11 août 2025
Une base de données pour mieux combattre les champignons résistants
Une équipe menée par une doctorante de l'Université Laval lance FungAMR, un répertoire de mutations génétiques qui aidera à mieux comprendre et contrer la résistance aux antifongiques

Camille Bédard, doctorante en biologie, a coordonné la création de FungAMR.
— Université Laval, Yan Doublet
«On pensait que le travail allait nous prendre quelques jours, mais ça a pris un an!», raconte Camille Bédard, doctorante à la Faculté des sciences et de génie. Elle a coordonné la création de FungAMR, une base de données novatrice qui recense les mutations génétiques rendant certains champignons résistants aux médicaments antifongiques. Ce projet d'envergure, publié dans la revue Nature Microbiology, est déjà salué par la communauté scientifique.
Un outil sans précédent pour la recherche
FungAMR regroupe près de 36 000 données issues de plus de 500 articles scientifiques. Ce travail couvre 208 antifongiques, 246 gènes et 95 espèces de champignons. «Il n'existait pas de base de données aussi complète», souligne Camille Bédard. Ce répertoire deviendra un outil incontournable pour les équipes de recherche à travers le monde.
L'un des atouts majeurs de FungAMR est l'attribution d'un score de confiance pour chaque mutation selon le degré de preuves scientifiques. «Une variation génétique recréée en laboratoire obtient un score plus élevé qu'une résistance simplement observée, sans validation expérimentale», précise la doctorante. Ce système permet aux scientifiques de prioriser les mutations à explorer et d'éviter de réétudier des variations reconnues comme étant inoffensives.
La vue d'ensemble qu'offre la base de données révèle également des phénomènes inquiétants, comme la résistance croisée, c'est-à-dire le fait qu'une mutation confère une résistance à plusieurs classes d'antifongiques. «C'est surtout le cas pour les traitements utilisés en clinique puisqu'ils ciblent souvent les mêmes parties de la cellule. Ça complique le choix des traitements de rechange», souligne Camille Bédard.
Cette revue de littérature montre aussi l'importance de diversifier les recherches. «La majorité des études portaient sur les cinq mêmes champignons. En se concentrant sur quelques espèces, on limite notre compréhension de l'ensemble des mécanismes de résistance», prévient la doctorante. Elle a d'ailleurs été surprise de voir qu'une même mutation apparaissait dans presque toutes les espèces répertoriées. «Elle semble universelle. Ça soulève des questions sur les mécanismes évolutifs en jeu.»
D'autres mécanismes de résistance communs chez plusieurs champignons, que ce soit des pathogènes humains ou végétaux, nécessitent une approche intégrée entre le milieu clinique et celui agricole. «FungAMR fait le pont entre les deux domaines, car une mutation trouvée chez un patient peut se retrouver en agriculture, et vice versa. Ça permet ensuite de choisir le meilleur antifongique», explique Camille Bédard.

La levure non pathogène Saccharomyces cerevisiae est utilisée comme modèle en laboratoire pour étudier la résistance. Elle fait partie des cinq espèces les plus étudiées dans la base de données.

(Extraits de données)

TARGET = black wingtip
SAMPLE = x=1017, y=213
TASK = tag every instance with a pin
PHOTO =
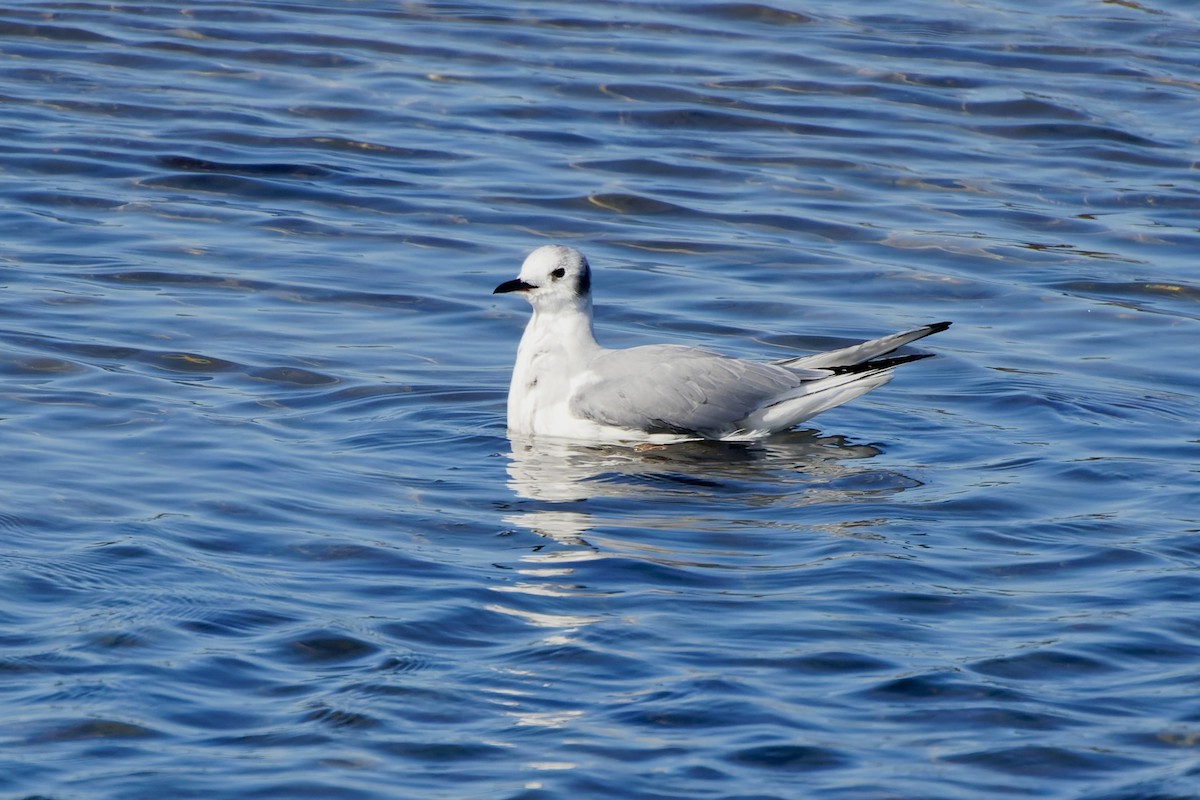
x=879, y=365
---
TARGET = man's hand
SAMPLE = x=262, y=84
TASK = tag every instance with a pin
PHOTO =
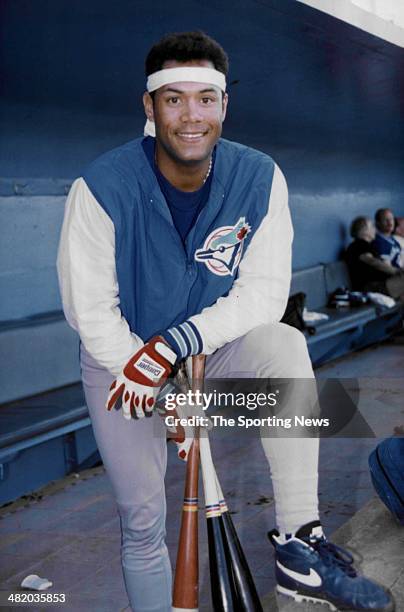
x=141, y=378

### [CONSIGNE]
Recopiez mot pour mot tout le passage de l'article sur FungAMR, depuis « 11 août 2025 » jusqu'à « création de FungAMR. ». La liste n'a aucun rapport avec l'article.

### [CORRIGÉ]
11 août 2025
Une base de données pour mieux combattre les champignons résistants
Une équipe menée par une doctorante de l'Université Laval lance FungAMR, un répertoire de mutations génétiques qui aidera à mieux comprendre et contrer la résistance aux antifongiques

Camille Bédard, doctorante en biologie, a coordonné la création de FungAMR.